A verbatim copy of the lines from the one with "Check that one keypoint sits on every instance of the spectator" through the final line below is required; print it and nothing else.

Dataset entries
+-------+

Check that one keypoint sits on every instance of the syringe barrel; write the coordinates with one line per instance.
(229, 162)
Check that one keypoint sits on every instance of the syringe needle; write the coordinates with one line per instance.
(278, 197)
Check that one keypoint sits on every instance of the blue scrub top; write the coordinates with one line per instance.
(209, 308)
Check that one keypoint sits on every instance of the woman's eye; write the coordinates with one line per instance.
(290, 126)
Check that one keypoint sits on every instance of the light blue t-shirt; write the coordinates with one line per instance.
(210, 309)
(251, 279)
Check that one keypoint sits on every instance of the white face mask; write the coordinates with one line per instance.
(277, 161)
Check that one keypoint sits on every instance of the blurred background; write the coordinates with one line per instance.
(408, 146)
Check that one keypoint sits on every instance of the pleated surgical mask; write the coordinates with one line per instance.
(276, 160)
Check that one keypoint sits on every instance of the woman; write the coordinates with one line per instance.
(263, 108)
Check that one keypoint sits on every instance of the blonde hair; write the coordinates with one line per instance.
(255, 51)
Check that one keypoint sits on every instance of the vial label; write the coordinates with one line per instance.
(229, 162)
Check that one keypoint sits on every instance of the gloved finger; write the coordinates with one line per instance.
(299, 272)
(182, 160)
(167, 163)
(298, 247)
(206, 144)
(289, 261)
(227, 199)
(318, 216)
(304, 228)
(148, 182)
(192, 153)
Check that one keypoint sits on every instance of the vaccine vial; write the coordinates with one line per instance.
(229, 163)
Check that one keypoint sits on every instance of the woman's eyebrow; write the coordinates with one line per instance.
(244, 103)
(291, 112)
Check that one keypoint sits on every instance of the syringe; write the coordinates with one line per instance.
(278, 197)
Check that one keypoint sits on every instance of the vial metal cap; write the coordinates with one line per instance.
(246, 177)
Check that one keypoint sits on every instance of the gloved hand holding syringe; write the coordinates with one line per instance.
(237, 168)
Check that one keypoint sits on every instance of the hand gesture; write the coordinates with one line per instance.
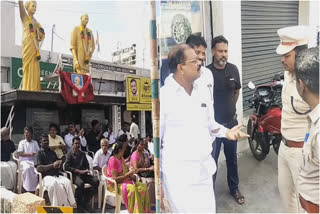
(56, 164)
(235, 133)
(132, 171)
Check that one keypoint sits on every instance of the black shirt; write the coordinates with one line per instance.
(76, 161)
(226, 82)
(46, 157)
(93, 143)
(7, 147)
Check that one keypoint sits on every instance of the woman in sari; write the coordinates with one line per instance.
(140, 161)
(135, 194)
(33, 34)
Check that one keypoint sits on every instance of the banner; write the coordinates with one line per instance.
(45, 69)
(76, 88)
(138, 93)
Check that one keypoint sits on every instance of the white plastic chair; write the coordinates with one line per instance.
(101, 182)
(107, 193)
(86, 185)
(41, 188)
(19, 172)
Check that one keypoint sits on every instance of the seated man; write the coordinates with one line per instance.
(94, 136)
(8, 167)
(102, 156)
(59, 187)
(77, 163)
(72, 133)
(111, 136)
(27, 150)
(56, 142)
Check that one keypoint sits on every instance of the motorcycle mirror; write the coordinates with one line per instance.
(251, 85)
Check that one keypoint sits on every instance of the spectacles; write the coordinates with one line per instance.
(194, 61)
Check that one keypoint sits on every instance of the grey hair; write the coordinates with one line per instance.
(307, 68)
(4, 130)
(176, 56)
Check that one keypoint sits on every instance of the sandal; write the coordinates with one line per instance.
(238, 197)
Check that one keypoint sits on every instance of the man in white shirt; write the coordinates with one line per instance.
(134, 129)
(124, 130)
(27, 150)
(102, 156)
(72, 133)
(184, 100)
(110, 135)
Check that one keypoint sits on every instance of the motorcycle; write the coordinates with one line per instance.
(264, 125)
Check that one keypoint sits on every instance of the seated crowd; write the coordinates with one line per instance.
(128, 161)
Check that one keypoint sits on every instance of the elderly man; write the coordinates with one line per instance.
(77, 163)
(56, 142)
(72, 133)
(294, 124)
(27, 150)
(59, 187)
(180, 91)
(8, 167)
(307, 77)
(134, 128)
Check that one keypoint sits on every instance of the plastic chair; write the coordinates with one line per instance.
(19, 172)
(101, 182)
(41, 188)
(107, 193)
(86, 185)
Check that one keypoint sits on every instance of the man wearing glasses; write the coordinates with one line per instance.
(186, 124)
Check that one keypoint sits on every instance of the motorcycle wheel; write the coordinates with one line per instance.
(255, 146)
(276, 143)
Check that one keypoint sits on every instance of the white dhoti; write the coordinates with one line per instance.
(59, 190)
(188, 186)
(8, 174)
(29, 177)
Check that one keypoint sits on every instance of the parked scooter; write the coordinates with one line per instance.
(264, 125)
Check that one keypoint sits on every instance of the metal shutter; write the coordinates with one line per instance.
(260, 21)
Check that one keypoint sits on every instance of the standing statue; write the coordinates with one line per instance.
(82, 46)
(32, 35)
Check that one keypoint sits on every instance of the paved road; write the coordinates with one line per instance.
(258, 183)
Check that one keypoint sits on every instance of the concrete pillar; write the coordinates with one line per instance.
(142, 124)
(116, 118)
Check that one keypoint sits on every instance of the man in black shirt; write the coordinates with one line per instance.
(226, 92)
(59, 187)
(94, 136)
(8, 168)
(77, 163)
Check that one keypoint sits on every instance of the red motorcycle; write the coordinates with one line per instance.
(264, 125)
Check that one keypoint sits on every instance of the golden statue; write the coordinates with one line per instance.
(32, 35)
(82, 46)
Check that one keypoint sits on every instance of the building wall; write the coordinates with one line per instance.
(309, 15)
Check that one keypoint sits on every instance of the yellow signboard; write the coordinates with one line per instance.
(50, 209)
(138, 93)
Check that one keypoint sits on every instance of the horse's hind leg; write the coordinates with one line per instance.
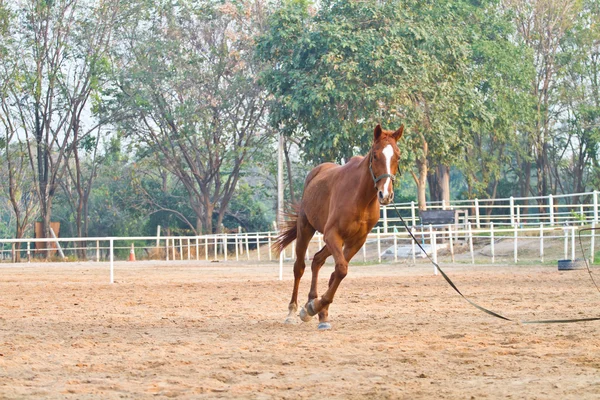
(350, 250)
(318, 261)
(305, 233)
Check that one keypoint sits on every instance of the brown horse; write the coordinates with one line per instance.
(342, 202)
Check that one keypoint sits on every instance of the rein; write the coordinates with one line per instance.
(380, 177)
(485, 310)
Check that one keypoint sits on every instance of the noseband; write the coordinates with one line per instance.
(380, 177)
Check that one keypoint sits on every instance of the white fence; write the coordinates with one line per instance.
(568, 209)
(517, 221)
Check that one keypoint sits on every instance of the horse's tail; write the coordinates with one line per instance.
(289, 230)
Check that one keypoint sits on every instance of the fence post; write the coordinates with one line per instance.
(412, 230)
(365, 252)
(512, 211)
(433, 248)
(258, 246)
(112, 266)
(237, 251)
(595, 206)
(385, 219)
(379, 244)
(516, 239)
(573, 243)
(471, 242)
(492, 242)
(592, 242)
(247, 246)
(269, 244)
(216, 248)
(395, 244)
(566, 243)
(542, 242)
(281, 266)
(477, 221)
(451, 237)
(157, 236)
(551, 207)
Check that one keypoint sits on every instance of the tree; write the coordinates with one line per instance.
(542, 25)
(575, 149)
(14, 171)
(58, 50)
(186, 79)
(338, 71)
(499, 104)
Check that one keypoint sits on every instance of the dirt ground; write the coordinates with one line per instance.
(215, 330)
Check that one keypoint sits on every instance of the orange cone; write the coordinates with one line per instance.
(131, 254)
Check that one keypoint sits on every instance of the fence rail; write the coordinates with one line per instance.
(558, 218)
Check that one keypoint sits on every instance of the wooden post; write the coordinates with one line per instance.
(157, 236)
(247, 246)
(237, 252)
(451, 237)
(595, 196)
(412, 229)
(258, 246)
(566, 243)
(395, 244)
(573, 243)
(512, 211)
(378, 245)
(385, 229)
(269, 244)
(516, 233)
(542, 242)
(216, 247)
(471, 242)
(492, 242)
(592, 242)
(111, 258)
(477, 221)
(551, 207)
(365, 252)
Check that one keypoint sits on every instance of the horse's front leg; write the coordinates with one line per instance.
(350, 249)
(318, 261)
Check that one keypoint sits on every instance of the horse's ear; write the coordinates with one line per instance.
(398, 134)
(377, 132)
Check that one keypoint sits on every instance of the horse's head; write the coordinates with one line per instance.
(383, 162)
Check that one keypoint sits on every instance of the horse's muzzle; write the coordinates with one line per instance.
(385, 200)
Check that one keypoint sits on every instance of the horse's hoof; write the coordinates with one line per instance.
(324, 326)
(304, 315)
(307, 313)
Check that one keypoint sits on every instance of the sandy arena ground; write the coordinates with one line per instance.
(215, 330)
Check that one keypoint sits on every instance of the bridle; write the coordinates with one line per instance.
(380, 177)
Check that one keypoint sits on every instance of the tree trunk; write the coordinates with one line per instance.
(289, 173)
(421, 181)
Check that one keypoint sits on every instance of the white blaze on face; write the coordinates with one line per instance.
(388, 152)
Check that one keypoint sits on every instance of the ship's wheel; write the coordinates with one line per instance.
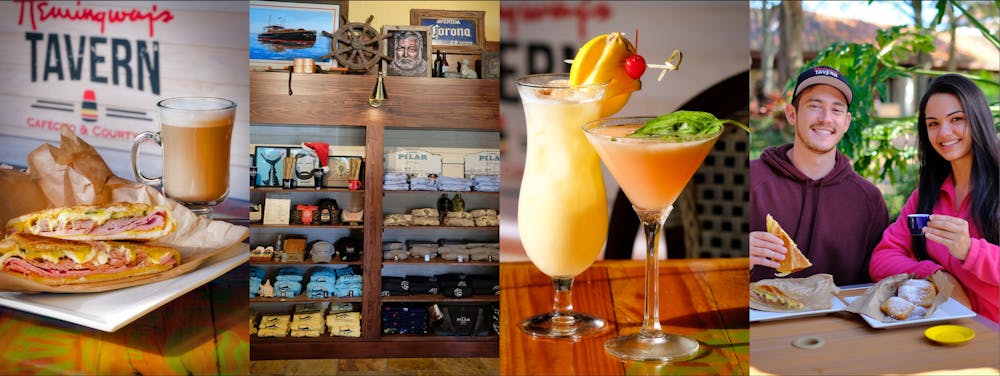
(357, 46)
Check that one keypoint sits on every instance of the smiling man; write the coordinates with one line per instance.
(835, 216)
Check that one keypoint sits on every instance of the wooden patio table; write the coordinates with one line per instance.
(705, 299)
(852, 347)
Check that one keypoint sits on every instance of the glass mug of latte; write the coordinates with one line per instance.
(195, 134)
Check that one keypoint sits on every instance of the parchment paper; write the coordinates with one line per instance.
(814, 292)
(870, 304)
(75, 174)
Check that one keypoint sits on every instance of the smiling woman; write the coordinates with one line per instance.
(959, 171)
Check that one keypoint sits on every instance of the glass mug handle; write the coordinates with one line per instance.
(139, 140)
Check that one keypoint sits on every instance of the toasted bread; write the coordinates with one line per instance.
(114, 221)
(794, 259)
(774, 297)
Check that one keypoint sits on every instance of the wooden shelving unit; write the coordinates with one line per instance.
(340, 102)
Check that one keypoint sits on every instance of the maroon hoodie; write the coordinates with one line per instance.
(836, 220)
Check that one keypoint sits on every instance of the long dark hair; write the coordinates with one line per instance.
(985, 174)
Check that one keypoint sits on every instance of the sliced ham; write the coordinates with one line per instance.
(114, 226)
(68, 269)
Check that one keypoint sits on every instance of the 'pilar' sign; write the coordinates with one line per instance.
(482, 163)
(413, 161)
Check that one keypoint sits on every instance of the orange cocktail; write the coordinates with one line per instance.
(652, 170)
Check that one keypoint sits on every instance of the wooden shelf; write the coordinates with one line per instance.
(428, 298)
(389, 192)
(323, 338)
(303, 299)
(436, 261)
(306, 263)
(279, 189)
(321, 227)
(494, 228)
(341, 101)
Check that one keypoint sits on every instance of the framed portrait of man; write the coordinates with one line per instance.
(410, 49)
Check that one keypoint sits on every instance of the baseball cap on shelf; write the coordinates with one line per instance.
(826, 76)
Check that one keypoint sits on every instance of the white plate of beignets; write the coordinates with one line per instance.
(947, 311)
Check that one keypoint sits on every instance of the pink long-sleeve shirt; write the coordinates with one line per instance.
(979, 274)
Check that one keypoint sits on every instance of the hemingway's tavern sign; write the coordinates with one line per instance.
(134, 64)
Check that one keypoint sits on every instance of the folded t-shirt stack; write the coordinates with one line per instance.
(422, 284)
(288, 283)
(395, 286)
(398, 220)
(421, 250)
(321, 282)
(485, 217)
(404, 318)
(486, 183)
(253, 322)
(425, 217)
(273, 326)
(347, 285)
(450, 184)
(256, 277)
(395, 181)
(307, 321)
(344, 324)
(459, 218)
(495, 318)
(394, 251)
(423, 183)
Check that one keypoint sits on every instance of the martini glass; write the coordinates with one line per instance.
(562, 208)
(652, 171)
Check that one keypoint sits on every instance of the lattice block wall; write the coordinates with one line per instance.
(721, 191)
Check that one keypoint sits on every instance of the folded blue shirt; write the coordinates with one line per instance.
(287, 289)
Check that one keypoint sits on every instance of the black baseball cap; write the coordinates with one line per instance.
(826, 76)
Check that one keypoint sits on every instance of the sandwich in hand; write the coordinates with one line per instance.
(117, 221)
(772, 296)
(56, 262)
(794, 259)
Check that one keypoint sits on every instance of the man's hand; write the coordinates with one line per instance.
(766, 249)
(951, 232)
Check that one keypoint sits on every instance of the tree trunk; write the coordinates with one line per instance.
(923, 59)
(791, 39)
(767, 50)
(952, 26)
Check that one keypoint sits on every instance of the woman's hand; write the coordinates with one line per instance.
(951, 232)
(766, 249)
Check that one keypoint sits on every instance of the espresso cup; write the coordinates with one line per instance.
(916, 223)
(195, 134)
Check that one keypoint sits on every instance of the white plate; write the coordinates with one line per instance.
(111, 310)
(756, 315)
(949, 310)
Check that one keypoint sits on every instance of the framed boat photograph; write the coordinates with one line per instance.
(453, 30)
(410, 50)
(281, 31)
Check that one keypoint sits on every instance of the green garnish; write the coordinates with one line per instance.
(684, 125)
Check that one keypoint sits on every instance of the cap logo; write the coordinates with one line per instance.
(826, 72)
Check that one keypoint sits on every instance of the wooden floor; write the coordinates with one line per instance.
(365, 367)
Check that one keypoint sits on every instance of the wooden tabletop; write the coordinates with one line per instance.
(853, 347)
(705, 299)
(203, 332)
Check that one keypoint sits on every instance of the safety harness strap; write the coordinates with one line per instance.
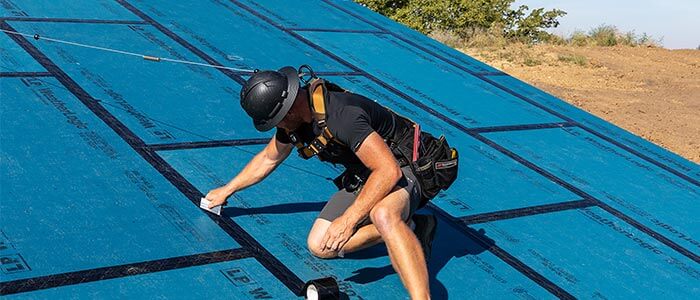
(318, 94)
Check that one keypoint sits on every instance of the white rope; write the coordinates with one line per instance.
(143, 56)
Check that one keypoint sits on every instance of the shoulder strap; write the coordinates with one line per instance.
(317, 100)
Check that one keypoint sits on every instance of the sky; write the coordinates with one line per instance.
(675, 22)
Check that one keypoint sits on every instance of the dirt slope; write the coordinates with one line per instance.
(652, 92)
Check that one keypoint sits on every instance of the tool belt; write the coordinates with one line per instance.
(432, 160)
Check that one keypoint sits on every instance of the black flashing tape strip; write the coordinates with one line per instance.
(519, 266)
(521, 127)
(503, 255)
(66, 20)
(659, 237)
(25, 74)
(321, 73)
(525, 211)
(520, 96)
(181, 41)
(338, 30)
(207, 144)
(111, 272)
(461, 127)
(268, 261)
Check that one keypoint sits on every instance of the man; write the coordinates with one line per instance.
(377, 196)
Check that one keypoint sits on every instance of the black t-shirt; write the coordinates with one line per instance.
(350, 118)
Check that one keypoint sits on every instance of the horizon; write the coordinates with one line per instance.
(676, 33)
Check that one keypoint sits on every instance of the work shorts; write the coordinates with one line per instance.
(341, 200)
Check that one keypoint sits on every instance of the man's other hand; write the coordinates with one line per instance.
(338, 233)
(218, 196)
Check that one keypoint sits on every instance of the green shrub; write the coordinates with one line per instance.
(467, 18)
(574, 59)
(604, 35)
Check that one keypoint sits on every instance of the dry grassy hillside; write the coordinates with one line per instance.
(652, 92)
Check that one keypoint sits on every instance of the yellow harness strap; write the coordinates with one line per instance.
(317, 103)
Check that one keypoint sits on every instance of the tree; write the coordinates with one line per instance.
(466, 17)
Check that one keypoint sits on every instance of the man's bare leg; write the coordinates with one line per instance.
(388, 224)
(404, 249)
(365, 237)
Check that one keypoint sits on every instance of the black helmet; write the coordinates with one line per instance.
(268, 95)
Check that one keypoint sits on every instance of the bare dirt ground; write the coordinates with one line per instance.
(652, 92)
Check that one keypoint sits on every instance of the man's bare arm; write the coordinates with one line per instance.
(255, 171)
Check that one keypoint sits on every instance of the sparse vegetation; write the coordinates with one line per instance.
(574, 59)
(468, 19)
(493, 23)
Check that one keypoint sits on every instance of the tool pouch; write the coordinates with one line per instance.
(436, 168)
(352, 180)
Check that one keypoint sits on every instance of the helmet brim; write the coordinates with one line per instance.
(292, 90)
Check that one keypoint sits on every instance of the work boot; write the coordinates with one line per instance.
(425, 232)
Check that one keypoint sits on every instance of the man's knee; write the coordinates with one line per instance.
(316, 249)
(384, 218)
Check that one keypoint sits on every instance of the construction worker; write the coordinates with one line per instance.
(379, 191)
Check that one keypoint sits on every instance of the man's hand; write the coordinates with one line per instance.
(338, 233)
(218, 196)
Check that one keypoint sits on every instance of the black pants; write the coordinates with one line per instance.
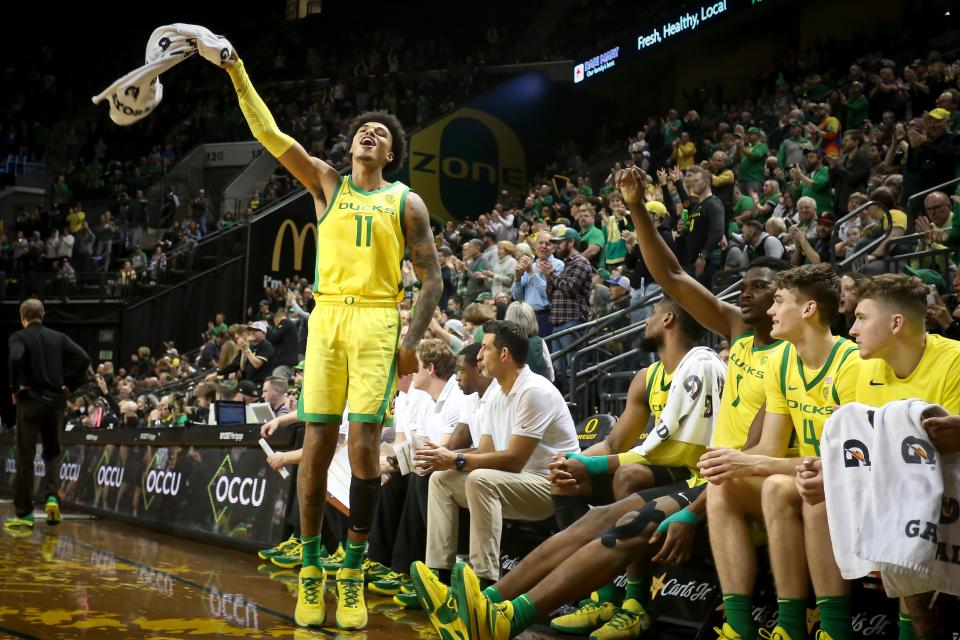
(36, 418)
(398, 534)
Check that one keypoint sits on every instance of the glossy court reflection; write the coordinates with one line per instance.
(96, 579)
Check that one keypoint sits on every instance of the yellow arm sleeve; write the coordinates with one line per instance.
(262, 124)
(631, 457)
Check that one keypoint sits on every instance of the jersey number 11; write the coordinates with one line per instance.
(360, 220)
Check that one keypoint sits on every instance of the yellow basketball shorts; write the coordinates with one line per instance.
(351, 360)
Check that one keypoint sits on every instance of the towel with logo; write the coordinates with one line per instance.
(846, 450)
(692, 403)
(136, 94)
(892, 499)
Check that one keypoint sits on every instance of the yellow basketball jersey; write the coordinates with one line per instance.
(360, 243)
(809, 404)
(743, 392)
(936, 378)
(669, 453)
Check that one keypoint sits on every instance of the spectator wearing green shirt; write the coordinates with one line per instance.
(219, 325)
(816, 182)
(761, 205)
(753, 155)
(671, 128)
(593, 240)
(583, 186)
(742, 205)
(791, 149)
(615, 248)
(543, 198)
(854, 109)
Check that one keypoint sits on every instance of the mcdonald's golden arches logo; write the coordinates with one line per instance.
(299, 240)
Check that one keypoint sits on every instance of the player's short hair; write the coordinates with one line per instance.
(691, 329)
(399, 136)
(906, 294)
(437, 353)
(698, 169)
(469, 353)
(510, 335)
(31, 309)
(280, 383)
(815, 282)
(524, 315)
(478, 313)
(767, 262)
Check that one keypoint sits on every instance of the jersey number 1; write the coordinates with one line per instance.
(360, 220)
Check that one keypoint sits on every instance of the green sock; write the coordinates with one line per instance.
(354, 554)
(311, 551)
(906, 627)
(637, 589)
(524, 615)
(607, 593)
(793, 617)
(493, 595)
(836, 616)
(739, 612)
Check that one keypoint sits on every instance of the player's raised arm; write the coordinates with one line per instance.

+-------+

● **RESPONSE AREA**:
Check that one keypoint sits on every instance of the spectator wearing green shirt; write the coordinates with one line per instance.
(219, 325)
(816, 182)
(761, 205)
(753, 155)
(671, 128)
(593, 240)
(583, 186)
(742, 205)
(791, 149)
(615, 248)
(543, 198)
(854, 109)
Check that one keypoint sits on every instance of the mcdonald's golden arches logo; write the coordinates with one line per instance.
(299, 240)
Check that one keypoint sits on every instance of the player's short hair; write the coordinates with one line per instance.
(691, 329)
(399, 136)
(906, 294)
(437, 353)
(698, 169)
(469, 353)
(510, 335)
(31, 309)
(280, 383)
(815, 282)
(524, 315)
(478, 313)
(767, 262)
Check that one keypoint sits on every instance of the jersey number 1; write the coordinates with one line per instance.
(360, 220)
Check that one keypoint sits on every instance of the green sock; write the coordinates with one line per instance.
(354, 554)
(311, 551)
(906, 627)
(637, 589)
(524, 615)
(607, 593)
(793, 617)
(493, 595)
(836, 616)
(739, 612)
Check that one keypoint sits on every instance of the player's raised arm; write the coordinates with one line per instance.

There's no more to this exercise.